───── DATA EXCERPTS ─────
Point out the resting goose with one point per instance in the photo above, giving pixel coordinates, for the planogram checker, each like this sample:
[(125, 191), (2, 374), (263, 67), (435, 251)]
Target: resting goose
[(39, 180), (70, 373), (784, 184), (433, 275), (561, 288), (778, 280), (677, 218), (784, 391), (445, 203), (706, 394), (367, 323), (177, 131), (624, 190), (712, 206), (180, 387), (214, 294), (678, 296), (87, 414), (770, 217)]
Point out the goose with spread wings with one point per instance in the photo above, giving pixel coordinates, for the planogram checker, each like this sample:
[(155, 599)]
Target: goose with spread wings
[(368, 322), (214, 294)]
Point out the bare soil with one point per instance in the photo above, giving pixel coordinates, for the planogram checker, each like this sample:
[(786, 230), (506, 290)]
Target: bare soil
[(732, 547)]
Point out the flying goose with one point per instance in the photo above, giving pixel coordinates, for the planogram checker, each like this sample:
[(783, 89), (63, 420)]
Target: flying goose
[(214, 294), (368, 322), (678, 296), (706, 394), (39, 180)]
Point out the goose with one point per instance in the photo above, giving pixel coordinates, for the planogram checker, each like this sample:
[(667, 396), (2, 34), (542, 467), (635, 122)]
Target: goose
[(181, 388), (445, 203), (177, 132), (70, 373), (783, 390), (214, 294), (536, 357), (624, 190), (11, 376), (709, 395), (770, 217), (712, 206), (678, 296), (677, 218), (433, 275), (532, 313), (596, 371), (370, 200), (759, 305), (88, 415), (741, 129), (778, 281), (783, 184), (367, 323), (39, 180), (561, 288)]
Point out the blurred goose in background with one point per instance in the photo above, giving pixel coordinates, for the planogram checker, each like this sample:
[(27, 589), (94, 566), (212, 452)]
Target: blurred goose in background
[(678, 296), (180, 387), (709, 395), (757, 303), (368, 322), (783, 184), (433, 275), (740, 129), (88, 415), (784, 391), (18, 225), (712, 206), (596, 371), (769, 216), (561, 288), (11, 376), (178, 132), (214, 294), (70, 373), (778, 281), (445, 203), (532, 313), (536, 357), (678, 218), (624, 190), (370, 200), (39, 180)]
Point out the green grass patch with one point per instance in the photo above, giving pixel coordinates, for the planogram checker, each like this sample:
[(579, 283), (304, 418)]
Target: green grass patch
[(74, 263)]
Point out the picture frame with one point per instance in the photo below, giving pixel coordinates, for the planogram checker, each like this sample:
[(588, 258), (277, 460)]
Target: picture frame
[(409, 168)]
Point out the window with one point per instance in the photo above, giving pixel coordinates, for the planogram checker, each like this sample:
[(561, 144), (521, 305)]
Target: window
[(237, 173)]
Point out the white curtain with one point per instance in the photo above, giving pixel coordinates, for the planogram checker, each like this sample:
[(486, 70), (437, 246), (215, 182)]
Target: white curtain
─────
Reproduce verbatim the part of the items above that opens with the line containing "Point out the picture" and closes with the last line of the items, with both ends included.

**TASK OUTPUT:**
Point out the picture frame with one point per instance in the photo below, giving pixel coordinates, for the planogram checker, each like this sample:
[(588, 258), (277, 460)]
Target: picture frame
[(409, 168)]
Point out the window with one point per instance in the photo above, giving pixel coordinates, for the planogram checker, each like this sample:
[(561, 144), (521, 305)]
Target: window
[(237, 173)]
Point out the white curtain with one point per instance in the photo above, giving pixel coordinates, for the planogram checker, each like this sample:
[(486, 70), (437, 246), (215, 182)]
Target: white curtain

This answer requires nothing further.